▸ **Source document**:
--- START ---
A force majeure clause is a provision in a contract that anticipates some supervening or extraordinary event outside the parties’ control, which would prevent them from performing, in whole or in part, obligations set out in the contract.  Force majeure does not have a default legal meaning under English or New York law, in other words there is no ‘force majeure doctrine’ like there is in France and in other countries applying the Napoleonic code whereby a party to a contract can invoke force majeure even if there is no clause addressing force majeure in the contract.  In England and New York, if there is no force majeure clause, the parties cannot rely on force majeure if they are looking to be excused from their contractual obligations.  If a force majeure is found in the contract, the effect of the clause depends on how the clause is drafted.  These clauses can be drafted in specific or general terms and, depending on the language used, it can excuse a party from partially or wholly performing its obligations in a contract, permit termination of contract, and/or permit suspension of services or delay in performance.  It is not uncommon for such clauses to require that parties use reasonable endeavours to mitigate the effects of a force majeure event.  Both English and New York courts often construe and interpret force majeure clauses in a restrictive manner and infer limitations in such clauses.

A party seeking to rely on a force majeure clause bears the burden of proving that the facts at hand are those that fall within the scope of the clause, the non-performance or delay in performance was caused by circumstances beyond the party’s control and no reasonable steps that could have been taken were available to avoid the delay in performance or non-performance.  Applying these elements to the situation described at the outset of this blog, had a force majeure clause existed in the agreement between the parties and had the buyer failed to contact alternate shipping companies to arrange the return of the artwork in a timely manner, the buyer would have struggled to rely on the force majeure clause to excuse his performance.  Alternatives must therefore be explored, including alternatives available at a higher cost (provided such costs are not prohibitive) and ones that do not breach other existing agreements.
--- END ---
▸ **What is needed**: Transcribe the force majeure passage above word for word, in full.

▸ **Data shown**:
--- START ---
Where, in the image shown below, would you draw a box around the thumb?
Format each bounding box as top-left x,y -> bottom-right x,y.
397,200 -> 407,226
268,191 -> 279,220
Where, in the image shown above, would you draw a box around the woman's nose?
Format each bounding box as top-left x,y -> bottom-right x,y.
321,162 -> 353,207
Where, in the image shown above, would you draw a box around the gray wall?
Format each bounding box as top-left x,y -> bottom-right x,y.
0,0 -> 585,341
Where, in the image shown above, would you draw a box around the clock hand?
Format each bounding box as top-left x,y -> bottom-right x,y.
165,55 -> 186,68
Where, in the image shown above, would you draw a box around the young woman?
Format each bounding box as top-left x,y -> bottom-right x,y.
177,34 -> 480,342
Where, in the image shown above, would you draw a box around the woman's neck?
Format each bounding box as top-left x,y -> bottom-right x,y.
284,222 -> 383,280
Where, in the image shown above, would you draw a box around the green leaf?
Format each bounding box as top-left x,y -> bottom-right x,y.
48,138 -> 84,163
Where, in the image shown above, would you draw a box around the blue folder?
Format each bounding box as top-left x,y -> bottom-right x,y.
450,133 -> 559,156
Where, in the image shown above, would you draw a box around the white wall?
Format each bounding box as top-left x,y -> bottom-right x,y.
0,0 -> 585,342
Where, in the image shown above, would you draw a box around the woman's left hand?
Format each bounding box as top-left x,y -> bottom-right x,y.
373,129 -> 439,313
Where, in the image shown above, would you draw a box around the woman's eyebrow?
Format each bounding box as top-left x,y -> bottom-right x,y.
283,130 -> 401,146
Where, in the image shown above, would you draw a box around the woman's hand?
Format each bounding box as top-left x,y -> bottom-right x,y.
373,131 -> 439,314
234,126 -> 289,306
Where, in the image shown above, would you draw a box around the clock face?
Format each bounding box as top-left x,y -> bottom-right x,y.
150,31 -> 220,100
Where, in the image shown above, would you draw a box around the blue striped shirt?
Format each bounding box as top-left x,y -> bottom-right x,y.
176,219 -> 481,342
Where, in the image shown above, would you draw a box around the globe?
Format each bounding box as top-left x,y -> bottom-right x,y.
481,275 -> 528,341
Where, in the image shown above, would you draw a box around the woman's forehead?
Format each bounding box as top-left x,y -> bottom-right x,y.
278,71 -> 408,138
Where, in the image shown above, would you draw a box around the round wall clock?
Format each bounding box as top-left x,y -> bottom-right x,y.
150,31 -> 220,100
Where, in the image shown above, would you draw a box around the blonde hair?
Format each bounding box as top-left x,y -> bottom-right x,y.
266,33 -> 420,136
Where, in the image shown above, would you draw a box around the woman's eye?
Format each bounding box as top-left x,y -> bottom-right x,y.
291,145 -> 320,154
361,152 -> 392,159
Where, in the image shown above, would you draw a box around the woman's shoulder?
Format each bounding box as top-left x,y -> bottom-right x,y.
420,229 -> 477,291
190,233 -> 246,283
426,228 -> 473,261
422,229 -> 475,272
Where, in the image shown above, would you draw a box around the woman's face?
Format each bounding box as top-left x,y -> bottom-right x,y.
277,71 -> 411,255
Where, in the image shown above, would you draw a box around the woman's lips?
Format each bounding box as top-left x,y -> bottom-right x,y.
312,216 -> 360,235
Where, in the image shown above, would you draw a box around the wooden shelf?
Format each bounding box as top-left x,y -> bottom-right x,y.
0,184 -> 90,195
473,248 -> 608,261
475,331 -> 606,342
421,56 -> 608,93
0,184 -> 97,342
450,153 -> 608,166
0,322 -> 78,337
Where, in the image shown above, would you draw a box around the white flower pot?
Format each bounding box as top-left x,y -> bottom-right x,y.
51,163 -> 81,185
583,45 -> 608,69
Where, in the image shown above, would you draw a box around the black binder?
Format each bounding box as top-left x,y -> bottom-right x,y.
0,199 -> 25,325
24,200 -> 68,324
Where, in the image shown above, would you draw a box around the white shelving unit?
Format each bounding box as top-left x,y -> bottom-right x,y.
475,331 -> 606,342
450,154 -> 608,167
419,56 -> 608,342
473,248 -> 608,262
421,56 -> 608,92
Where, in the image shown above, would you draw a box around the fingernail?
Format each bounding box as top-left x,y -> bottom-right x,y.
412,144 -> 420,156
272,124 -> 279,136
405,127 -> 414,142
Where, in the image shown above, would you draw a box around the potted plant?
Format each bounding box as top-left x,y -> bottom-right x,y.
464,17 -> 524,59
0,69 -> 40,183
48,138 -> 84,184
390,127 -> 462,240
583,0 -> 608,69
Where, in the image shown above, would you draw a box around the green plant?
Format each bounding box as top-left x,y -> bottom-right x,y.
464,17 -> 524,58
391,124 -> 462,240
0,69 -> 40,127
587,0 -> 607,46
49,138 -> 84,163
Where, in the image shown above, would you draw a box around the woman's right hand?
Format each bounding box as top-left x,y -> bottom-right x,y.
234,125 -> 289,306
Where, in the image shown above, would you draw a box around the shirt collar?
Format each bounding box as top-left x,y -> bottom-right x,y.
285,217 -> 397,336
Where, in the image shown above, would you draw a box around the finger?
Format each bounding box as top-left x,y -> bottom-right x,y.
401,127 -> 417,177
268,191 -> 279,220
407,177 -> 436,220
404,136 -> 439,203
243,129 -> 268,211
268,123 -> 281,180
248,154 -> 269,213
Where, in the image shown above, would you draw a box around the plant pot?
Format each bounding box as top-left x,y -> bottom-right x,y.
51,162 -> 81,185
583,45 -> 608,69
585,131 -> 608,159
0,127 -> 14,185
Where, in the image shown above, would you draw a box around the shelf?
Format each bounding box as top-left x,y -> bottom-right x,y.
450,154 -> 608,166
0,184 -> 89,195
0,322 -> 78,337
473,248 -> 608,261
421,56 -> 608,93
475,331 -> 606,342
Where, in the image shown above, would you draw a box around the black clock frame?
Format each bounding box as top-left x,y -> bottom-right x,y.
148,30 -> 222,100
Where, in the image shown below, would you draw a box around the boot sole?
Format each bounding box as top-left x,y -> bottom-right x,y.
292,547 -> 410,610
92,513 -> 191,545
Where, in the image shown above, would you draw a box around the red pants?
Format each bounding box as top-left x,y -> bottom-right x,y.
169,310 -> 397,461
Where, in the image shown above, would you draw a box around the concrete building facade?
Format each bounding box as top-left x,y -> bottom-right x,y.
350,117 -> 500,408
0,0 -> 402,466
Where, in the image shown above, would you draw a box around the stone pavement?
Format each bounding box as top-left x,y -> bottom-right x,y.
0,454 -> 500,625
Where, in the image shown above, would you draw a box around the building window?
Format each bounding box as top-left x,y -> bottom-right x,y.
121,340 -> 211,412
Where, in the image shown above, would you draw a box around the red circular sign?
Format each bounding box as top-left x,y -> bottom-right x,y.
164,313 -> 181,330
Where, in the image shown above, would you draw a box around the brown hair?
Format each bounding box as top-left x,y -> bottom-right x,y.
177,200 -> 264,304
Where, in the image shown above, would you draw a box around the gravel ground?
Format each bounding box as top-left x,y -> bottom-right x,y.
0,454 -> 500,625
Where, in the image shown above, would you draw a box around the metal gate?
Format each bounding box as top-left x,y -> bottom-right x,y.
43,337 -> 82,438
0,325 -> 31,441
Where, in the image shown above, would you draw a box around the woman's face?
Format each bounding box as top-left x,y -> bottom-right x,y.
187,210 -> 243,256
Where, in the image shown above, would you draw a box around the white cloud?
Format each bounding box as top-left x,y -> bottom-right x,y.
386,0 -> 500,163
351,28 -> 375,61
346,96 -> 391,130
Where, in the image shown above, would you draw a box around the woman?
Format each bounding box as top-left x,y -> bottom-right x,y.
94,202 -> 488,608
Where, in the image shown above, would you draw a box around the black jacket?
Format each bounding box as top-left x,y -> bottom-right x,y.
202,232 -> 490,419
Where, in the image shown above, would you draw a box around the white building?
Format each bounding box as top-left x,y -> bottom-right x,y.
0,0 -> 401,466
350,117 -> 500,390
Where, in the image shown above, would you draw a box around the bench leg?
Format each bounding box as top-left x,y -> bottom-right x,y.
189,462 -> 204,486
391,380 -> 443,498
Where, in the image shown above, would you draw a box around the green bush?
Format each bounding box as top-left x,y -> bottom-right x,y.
--- END ---
▸ **Expected answer**:
A force majeure clause is a provision in a contract that anticipates some supervening or extraordinary event outside the parties’ control, which would prevent them from performing, in whole or in part, obligations set out in the contract.  Force majeure does not have a default legal meaning under English or New York law, in other words there is no ‘force majeure doctrine’ like there is in France and in other countries applying the Napoleonic code whereby a party to a contract can invoke force majeure even if there is no clause addressing force majeure in the contract.  In England and New York, if there is no force majeure clause, the parties cannot rely on force majeure if they are looking to be excused from their contractual obligations.  If a force majeure is found in the contract, the effect of the clause depends on how the clause is drafted.  These clauses can be drafted in specific or general terms and, depending on the language used, it can excuse a party from partially or wholly performing its obligations in a contract, permit termination of contract, and/or permit suspension of services or delay in performance.  It is not uncommon for such clauses to require that parties use reasonable endeavours to mitigate the effects of a force majeure event.  Both English and New York courts often construe and interpret force majeure clauses in a restrictive manner and infer limitations in such clauses.

A party seeking to rely on a force majeure clause bears the burden of proving that the facts at hand are those that fall within the scope of the clause, the non-performance or delay in performance was caused by circumstances beyond the party’s control and no reasonable steps that could have been taken were available to avoid the delay in performance or non-performance.  Applying these elements to the situation described at the outset of this blog, had a force majeure clause existed in the agreement between the parties and had the buyer failed to contact alternate shipping companies to arrange the return of the artwork in a timely manner, the buyer would have struggled to rely on the force majeure clause to excuse his performance.  Alternatives must therefore be explored, including alternatives available at a higher cost (provided such costs are not prohibitive) and ones that do not breach other existing agreements.